Sebagai contoh saja silahkan perhatikan ucapan Al Halabiy dalam Muqaddimahnya hal 19: “Jadi masalah ini semuanya dalam lingkungan kekafiran dibangun di atas pengguguran al iman dan tidak adanya i’tiqad”. Selesai.
Dan ucapannya sebelum itu hal 9 pada catatan kaki: “Orang yang tetap baginya hukum Islam dengan al iman yang pasti, hanyalah keluar darinya dengan juhud atau takdzib”. Selesai.
Dan ucapannya hal 27: “Maka atas dasar itu seyogyanya menghukumi terhadap matrukat (hal-hal yang ditinggalkan) itu sesuai kaidah meninggalkan yang bersifat i’tiqad…!!! yang dibangun di atas juhud dan inkar atau takdzib atau istihlal bukan atas sekedar meninggalkan”. Selesai.
Ini semuanya, baik mereka mau atau tidak, adalah bagian dari hasil-hasil dan lawazim pendapat bahwa iman itu adalah pembenaran hati (tashdiq qalbiy) saja, meskipun mereka tidak mendefinisikannya seperti itu, namun mereka menganut lawazim-nya, dan oleh sebab itu mereka telah menelantarkan rukun ‘amal yang mereka sebutkan tabarruk-an (mencari berkah) dalam definisi al iman, terus mereka menjadikan peninggalan amalan dan lenyapnya seluruhnya sebagai pengurangan terhadap al iman itu saja, sebagaimana –menurut mereka– tidak ada suatu amalanpun yang bisa membatalkan iman tanpa disertai juhud qalbiy, selamanya…
Dan atas dasar ini, maka bagaimana mereka mengatakan bahwa ‘amal adalah satu rukun dari arkanul iman…?!
Sedangkan al haq adalah apa yang ditetapkan para imam kita, yaitu bahwa di antara ‘amal itu:
·  Ada yang mengurangi al iman, yang mana pelakunya tidak dikafirkan, akan tetapi imannya berkurang.
·  Di antaranya ada yang membatalkan al iman, yang menggugurkan ashlul iman dan membatalkannya.
Macam pertama ialah yang diberi syarat saat takfier dengan juhud, i’tiqad dan istihlal.

+---+

_Tujuan tugas:_ Tuliskan lanjutan teks tentang kedudukan amal dalam iman di atas, dimulai tepat setelah kalimat terakhirnya.

+---+

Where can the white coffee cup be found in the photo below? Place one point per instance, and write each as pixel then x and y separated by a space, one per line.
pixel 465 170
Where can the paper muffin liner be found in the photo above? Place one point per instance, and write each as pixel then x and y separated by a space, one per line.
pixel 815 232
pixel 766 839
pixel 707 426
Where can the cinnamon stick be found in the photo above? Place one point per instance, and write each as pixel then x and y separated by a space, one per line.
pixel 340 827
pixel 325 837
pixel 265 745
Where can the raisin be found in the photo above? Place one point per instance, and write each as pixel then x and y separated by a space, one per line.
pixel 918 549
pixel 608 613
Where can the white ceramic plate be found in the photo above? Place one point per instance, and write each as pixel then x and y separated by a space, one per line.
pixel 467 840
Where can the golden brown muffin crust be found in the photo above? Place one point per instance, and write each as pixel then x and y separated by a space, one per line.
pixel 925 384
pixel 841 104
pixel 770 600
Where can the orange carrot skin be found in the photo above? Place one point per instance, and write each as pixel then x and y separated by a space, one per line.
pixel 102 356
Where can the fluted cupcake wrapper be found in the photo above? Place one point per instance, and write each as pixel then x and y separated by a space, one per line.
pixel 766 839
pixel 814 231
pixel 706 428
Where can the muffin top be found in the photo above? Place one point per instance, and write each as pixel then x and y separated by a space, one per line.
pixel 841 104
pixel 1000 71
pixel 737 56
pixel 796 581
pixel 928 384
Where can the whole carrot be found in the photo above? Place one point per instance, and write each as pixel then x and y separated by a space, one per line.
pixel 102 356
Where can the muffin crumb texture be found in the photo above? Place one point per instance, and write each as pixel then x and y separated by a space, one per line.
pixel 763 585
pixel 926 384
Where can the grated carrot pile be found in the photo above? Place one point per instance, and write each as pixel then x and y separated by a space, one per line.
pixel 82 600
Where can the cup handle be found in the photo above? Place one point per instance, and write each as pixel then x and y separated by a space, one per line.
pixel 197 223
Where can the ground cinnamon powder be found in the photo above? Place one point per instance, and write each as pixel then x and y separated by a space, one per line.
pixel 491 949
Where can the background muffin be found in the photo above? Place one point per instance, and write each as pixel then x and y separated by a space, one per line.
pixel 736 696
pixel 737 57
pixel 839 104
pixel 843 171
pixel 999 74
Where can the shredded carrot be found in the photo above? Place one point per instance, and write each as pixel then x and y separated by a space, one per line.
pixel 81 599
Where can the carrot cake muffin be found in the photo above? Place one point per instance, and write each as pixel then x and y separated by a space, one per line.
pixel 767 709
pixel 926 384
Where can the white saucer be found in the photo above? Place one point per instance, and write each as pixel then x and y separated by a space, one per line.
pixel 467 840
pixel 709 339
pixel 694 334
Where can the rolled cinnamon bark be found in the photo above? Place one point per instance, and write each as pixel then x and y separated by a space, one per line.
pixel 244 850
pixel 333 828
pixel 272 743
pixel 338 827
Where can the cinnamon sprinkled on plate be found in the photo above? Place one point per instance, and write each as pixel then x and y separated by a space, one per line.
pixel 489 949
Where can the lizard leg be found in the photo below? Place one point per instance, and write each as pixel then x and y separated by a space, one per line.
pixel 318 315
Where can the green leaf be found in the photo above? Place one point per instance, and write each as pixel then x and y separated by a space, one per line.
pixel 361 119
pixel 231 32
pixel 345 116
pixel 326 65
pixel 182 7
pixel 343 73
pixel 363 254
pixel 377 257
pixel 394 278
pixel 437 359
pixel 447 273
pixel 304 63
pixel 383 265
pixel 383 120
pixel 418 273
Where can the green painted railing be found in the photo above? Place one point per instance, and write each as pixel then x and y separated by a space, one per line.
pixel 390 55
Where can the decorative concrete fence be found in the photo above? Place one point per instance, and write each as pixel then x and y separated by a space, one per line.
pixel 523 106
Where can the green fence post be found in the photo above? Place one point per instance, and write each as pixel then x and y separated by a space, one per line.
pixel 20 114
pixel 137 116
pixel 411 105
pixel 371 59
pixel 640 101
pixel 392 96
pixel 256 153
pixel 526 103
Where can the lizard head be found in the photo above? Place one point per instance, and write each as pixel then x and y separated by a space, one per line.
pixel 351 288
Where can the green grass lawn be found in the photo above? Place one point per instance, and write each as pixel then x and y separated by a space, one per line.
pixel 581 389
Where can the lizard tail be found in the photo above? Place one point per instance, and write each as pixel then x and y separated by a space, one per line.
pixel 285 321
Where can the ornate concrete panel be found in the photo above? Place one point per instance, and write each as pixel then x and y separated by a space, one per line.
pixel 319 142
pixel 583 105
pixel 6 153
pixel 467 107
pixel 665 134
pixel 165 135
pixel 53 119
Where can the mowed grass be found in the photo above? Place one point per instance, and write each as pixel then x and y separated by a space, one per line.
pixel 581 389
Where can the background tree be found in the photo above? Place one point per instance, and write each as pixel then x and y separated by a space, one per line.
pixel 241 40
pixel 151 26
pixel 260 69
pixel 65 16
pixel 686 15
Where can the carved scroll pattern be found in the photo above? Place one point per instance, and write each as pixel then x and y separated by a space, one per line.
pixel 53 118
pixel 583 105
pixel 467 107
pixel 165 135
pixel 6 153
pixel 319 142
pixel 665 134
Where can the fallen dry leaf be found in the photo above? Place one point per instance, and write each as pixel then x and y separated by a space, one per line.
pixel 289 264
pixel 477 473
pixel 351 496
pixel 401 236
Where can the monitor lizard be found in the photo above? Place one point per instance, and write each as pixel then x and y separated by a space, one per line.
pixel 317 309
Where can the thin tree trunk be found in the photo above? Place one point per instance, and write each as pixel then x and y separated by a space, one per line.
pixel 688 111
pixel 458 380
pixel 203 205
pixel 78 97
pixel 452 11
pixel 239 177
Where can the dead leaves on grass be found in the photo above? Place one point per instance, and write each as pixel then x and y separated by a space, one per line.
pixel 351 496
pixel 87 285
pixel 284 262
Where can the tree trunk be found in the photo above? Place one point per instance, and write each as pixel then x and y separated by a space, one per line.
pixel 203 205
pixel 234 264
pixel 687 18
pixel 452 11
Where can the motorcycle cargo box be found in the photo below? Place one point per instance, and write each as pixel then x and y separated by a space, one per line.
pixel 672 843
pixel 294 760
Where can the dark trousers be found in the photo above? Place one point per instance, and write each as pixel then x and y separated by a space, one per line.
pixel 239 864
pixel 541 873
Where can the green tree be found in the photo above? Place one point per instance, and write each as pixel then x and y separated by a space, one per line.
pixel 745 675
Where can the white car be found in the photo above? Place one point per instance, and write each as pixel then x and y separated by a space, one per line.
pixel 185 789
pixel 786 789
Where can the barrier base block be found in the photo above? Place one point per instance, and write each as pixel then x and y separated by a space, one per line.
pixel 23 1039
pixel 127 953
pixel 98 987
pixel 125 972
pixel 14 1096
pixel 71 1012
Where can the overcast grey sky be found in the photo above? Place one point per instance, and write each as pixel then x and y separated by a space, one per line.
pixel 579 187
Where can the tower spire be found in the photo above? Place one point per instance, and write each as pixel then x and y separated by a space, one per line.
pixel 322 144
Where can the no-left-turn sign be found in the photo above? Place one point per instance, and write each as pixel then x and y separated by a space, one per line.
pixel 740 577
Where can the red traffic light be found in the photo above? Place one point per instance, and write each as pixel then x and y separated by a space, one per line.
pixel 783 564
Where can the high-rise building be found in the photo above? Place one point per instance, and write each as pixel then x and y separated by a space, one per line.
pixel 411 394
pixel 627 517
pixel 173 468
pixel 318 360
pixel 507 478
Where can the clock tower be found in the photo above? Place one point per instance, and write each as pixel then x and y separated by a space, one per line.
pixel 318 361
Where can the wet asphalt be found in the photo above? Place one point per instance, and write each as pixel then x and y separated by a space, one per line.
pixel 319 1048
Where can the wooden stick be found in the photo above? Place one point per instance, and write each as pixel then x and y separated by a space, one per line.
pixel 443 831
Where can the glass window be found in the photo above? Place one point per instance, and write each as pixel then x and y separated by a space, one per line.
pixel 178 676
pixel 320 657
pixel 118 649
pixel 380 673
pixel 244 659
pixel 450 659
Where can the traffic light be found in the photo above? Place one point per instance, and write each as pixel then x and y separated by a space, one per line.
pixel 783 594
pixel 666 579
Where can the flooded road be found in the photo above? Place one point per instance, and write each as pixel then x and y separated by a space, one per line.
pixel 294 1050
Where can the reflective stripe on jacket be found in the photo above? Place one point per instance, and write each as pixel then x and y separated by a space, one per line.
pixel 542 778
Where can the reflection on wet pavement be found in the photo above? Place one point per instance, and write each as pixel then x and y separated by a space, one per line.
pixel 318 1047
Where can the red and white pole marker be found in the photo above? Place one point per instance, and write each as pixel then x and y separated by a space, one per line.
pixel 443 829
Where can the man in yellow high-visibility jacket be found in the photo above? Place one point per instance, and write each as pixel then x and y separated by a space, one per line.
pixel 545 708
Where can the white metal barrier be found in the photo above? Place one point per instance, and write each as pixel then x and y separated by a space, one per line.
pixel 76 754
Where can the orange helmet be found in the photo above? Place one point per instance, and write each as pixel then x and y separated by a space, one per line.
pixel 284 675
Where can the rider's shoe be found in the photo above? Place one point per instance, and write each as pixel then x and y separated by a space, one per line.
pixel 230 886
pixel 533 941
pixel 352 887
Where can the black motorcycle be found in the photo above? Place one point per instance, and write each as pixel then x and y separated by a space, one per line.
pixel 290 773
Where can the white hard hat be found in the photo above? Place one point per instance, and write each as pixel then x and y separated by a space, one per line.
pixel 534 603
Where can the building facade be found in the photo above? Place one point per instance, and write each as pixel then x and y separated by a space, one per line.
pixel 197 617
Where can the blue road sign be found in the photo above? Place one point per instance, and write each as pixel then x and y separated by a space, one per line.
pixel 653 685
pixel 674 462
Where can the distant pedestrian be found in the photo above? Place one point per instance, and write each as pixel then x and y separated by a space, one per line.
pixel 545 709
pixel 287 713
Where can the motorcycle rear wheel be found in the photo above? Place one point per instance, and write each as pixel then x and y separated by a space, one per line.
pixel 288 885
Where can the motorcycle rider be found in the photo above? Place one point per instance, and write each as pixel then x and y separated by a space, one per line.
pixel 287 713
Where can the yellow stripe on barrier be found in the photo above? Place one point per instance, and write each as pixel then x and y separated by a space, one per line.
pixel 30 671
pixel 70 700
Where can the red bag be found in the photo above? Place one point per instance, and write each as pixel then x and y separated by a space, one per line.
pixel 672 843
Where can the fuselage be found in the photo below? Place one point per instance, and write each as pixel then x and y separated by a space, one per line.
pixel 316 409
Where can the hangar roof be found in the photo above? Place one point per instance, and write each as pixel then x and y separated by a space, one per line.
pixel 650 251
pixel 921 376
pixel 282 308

+---+

_Hasil tugas:_
Adapun yang ke dua maka tidak disyaratkan hal seperti ini di dalamnya dan ia tidak disebutkan kecuali dalam rangka penambahan dalam kekafiran.19
Kufur kepada thaghut sebagai contoh adalah amal yang mesti ada untuk keabsahan al iman, bahkan ia adalah tergolong cabang-cabang al iman tertinggi, karena ia adalah separuh tauhid dan syaratnya, di mana ia adalah penafian yang ada dalam syahadat “Laa ilaaha illallaah” oleh sebab itu sesungguhnya lenyapnya hal itu membatalkan ashlul iman tanpa khilaf (perselisihan).
Berbeda dengan rasa malu dan menyingkirkan kotoran dari jalan, maka ia adalah amalan yang lenyapnya tidak menggugurkan al iman, namun hanya menguranginya dan melemahkannya bila ia tergolong tingkatan al iman al wajib. Al ‘Allamah Ibnul Qayyim rahimahullaah berkata dalam kitabnya “Ash Shalat Wa Hukmu Tarikiha hal” 53 yang dinukil darinya oleh Al Halabiy hal 9 dari muqaddimahnya sesuka dia, dan dia melipat apa yang akan kami utarakan kepada anda ini, kemudian dia menuduh orang yang menyelisihinya hal 6: “…bahwa mereka itu bisaanya melipat nukilan-nukilan ini dan menyembunyikannya dari para pengikut mereka…”
Ibnul Qayyim berkata: “Dan cabang-cabang al iman itu ada dua macam: qauliyyah (yang bersifat ucapan) dan fi’liyyah (yang bersifat perbuatan), dan begitu juga cabang-cabang al kufru ada dua macam: qauliyyah dan fi’liyyah. Dan di antara cabang-cabang al iman yang bersifat ucapan ada cabang yang lenyapnya (ia) mengharuskan lenyapnya al iman, dan begitu juga dari cabang-cabangnya yang bersifat perbuatan ada cabang yang lenyapnya (ia) mengaharuskan lenyapnya iman.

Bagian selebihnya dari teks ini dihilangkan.